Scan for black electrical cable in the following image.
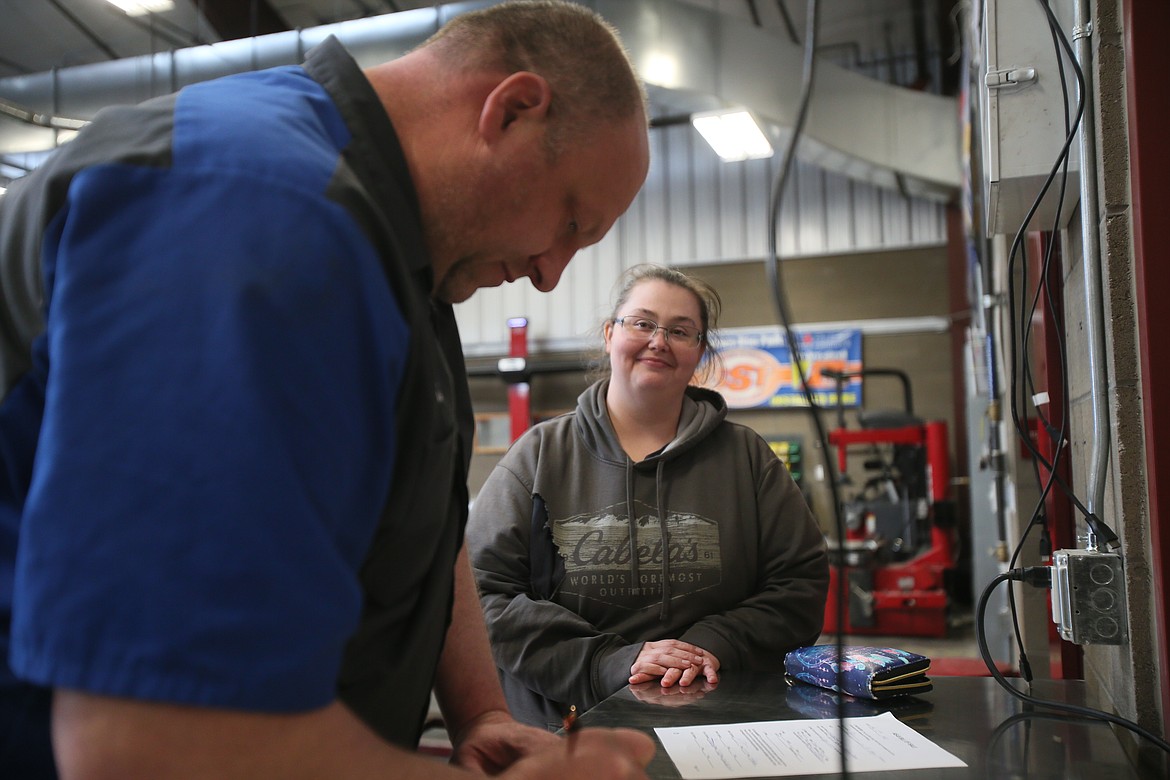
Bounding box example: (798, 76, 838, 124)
(1037, 35, 1076, 558)
(1015, 0, 1076, 531)
(1002, 7, 1082, 511)
(1004, 72, 1074, 686)
(992, 0, 1071, 696)
(1019, 222, 1071, 507)
(1004, 55, 1076, 442)
(1004, 1, 1078, 686)
(762, 1, 851, 775)
(997, 2, 1120, 553)
(974, 2, 1153, 749)
(976, 572, 1170, 754)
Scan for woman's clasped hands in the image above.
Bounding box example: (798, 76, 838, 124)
(629, 639, 721, 688)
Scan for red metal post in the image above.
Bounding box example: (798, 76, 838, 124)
(507, 317, 530, 442)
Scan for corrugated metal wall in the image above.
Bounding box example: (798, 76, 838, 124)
(456, 122, 947, 356)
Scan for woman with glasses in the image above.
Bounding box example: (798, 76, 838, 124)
(465, 264, 829, 730)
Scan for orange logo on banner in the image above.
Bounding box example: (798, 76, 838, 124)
(705, 349, 853, 409)
(712, 348, 788, 408)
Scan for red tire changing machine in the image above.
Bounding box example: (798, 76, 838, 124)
(822, 369, 958, 638)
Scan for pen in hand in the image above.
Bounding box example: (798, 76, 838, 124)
(563, 704, 579, 751)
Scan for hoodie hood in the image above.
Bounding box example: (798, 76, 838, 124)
(572, 379, 728, 466)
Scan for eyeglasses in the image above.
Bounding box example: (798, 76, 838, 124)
(613, 316, 703, 347)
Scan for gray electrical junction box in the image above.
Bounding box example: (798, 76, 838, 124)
(1051, 548, 1128, 645)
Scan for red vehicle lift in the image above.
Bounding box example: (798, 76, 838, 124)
(822, 369, 957, 638)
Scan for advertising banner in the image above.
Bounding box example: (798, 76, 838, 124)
(705, 326, 862, 410)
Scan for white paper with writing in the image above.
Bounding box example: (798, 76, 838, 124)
(654, 711, 967, 778)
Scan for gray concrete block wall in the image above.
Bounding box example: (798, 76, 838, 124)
(1055, 0, 1162, 739)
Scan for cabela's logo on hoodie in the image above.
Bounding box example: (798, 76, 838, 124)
(552, 500, 722, 607)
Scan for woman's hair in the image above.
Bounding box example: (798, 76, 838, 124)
(589, 263, 725, 386)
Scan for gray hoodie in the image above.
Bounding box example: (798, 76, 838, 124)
(466, 379, 829, 729)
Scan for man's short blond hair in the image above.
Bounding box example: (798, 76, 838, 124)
(423, 0, 648, 152)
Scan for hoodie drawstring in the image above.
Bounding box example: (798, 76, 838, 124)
(656, 460, 672, 622)
(626, 460, 640, 594)
(627, 458, 673, 622)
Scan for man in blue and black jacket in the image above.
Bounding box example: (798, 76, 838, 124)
(0, 2, 652, 778)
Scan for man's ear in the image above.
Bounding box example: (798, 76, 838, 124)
(479, 71, 552, 143)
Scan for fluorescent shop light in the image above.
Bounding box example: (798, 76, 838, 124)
(105, 0, 176, 16)
(690, 109, 774, 162)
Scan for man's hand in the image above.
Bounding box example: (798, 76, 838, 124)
(52, 690, 652, 780)
(449, 709, 559, 774)
(628, 640, 720, 687)
(500, 726, 655, 780)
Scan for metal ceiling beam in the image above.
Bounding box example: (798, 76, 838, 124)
(46, 0, 121, 60)
(0, 55, 31, 77)
(197, 0, 289, 39)
(116, 8, 204, 49)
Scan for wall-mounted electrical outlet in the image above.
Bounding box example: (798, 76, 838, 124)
(1050, 549, 1128, 645)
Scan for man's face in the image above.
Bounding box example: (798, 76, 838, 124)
(428, 116, 649, 304)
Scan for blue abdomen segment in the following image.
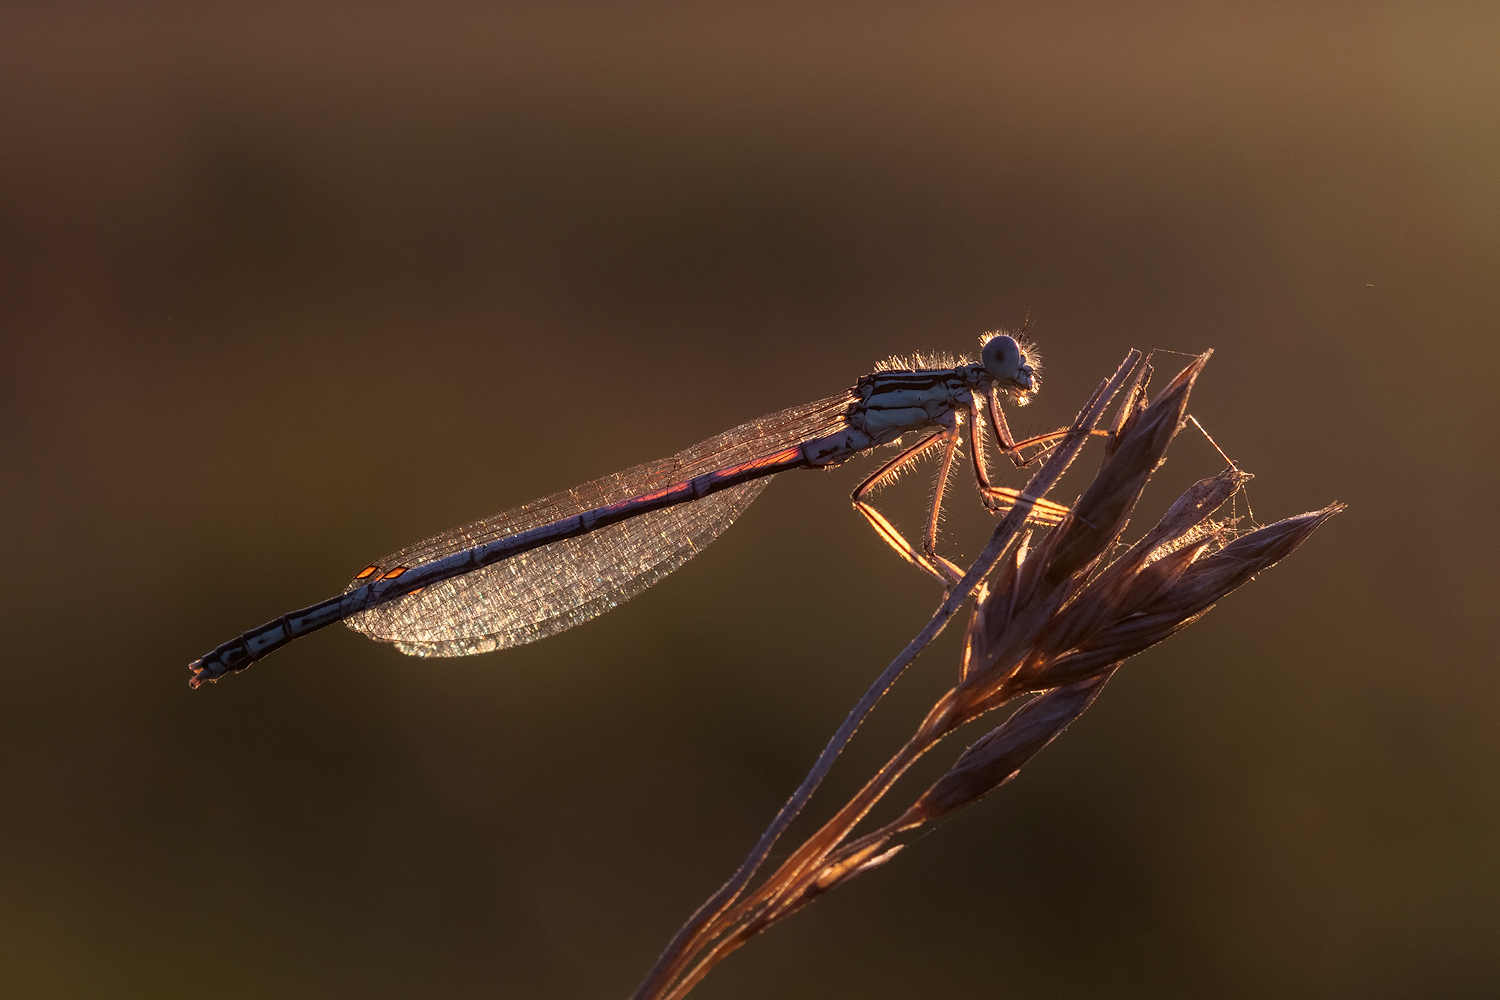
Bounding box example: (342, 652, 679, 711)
(188, 595, 350, 687)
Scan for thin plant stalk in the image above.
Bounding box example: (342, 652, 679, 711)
(629, 349, 1143, 1000)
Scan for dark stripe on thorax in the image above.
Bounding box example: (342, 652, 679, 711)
(862, 369, 962, 393)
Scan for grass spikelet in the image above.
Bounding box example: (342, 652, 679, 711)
(631, 350, 1342, 1000)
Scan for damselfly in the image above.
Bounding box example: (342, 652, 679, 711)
(189, 333, 1077, 687)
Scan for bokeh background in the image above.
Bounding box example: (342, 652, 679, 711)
(3, 3, 1497, 997)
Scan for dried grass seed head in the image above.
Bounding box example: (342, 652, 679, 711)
(1043, 353, 1208, 588)
(904, 673, 1113, 824)
(920, 496, 1342, 829)
(958, 354, 1205, 700)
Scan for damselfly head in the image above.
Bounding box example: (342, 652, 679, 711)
(981, 333, 1041, 403)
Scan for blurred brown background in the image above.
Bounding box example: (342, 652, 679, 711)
(2, 2, 1497, 997)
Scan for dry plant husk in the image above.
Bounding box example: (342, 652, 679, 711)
(633, 351, 1343, 1000)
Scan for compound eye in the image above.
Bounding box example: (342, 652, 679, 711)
(982, 335, 1022, 381)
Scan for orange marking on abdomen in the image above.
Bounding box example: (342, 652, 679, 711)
(631, 486, 679, 505)
(713, 445, 805, 479)
(380, 566, 408, 580)
(354, 564, 379, 580)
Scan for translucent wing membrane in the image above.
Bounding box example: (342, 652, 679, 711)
(351, 482, 770, 656)
(345, 393, 857, 656)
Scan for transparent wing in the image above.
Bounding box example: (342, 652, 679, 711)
(345, 393, 856, 656)
(350, 482, 769, 656)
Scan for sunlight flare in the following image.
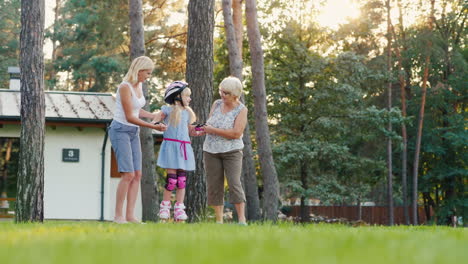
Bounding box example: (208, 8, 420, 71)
(316, 0, 360, 29)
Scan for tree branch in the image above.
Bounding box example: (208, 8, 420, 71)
(145, 32, 187, 45)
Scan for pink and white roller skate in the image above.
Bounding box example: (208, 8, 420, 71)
(174, 202, 188, 222)
(159, 200, 171, 222)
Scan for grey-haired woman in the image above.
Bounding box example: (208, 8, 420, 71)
(202, 76, 248, 225)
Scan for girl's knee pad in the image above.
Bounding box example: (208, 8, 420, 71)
(177, 171, 186, 189)
(177, 176, 186, 189)
(165, 174, 177, 191)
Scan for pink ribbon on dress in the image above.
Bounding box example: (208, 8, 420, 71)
(163, 138, 191, 160)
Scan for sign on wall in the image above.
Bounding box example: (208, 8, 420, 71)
(62, 149, 80, 162)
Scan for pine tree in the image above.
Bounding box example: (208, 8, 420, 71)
(16, 0, 46, 223)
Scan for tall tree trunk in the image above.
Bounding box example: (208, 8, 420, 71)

◇ ◇ ◇ ◇ ◇ ◇ ◇

**What you have to do:** Give back precisely the lines above that start at the line containing "Scan for damselfly head in the image above." and end at the line containing "Scan for translucent", inclusive. No other lines belong in the output.

**Task answer:**
Scan for damselfly head in the image above.
Bounding box example: (342, 652, 679, 711)
(981, 333, 1041, 403)
Scan for blurred brown background in the image above.
Bounding box example: (342, 652, 679, 711)
(2, 2, 1497, 997)
Scan for dry plant husk in the image above.
Bounding box example: (342, 652, 679, 711)
(633, 351, 1343, 1000)
Scan for compound eye in the image above.
Bounding box example: (342, 652, 679, 711)
(982, 335, 1022, 381)
Scan for orange marking on abdomen in the image above.
Bounding box example: (342, 652, 679, 711)
(631, 486, 679, 505)
(713, 445, 805, 479)
(380, 566, 408, 580)
(354, 564, 379, 580)
Scan for translucent wing membrane in the image above.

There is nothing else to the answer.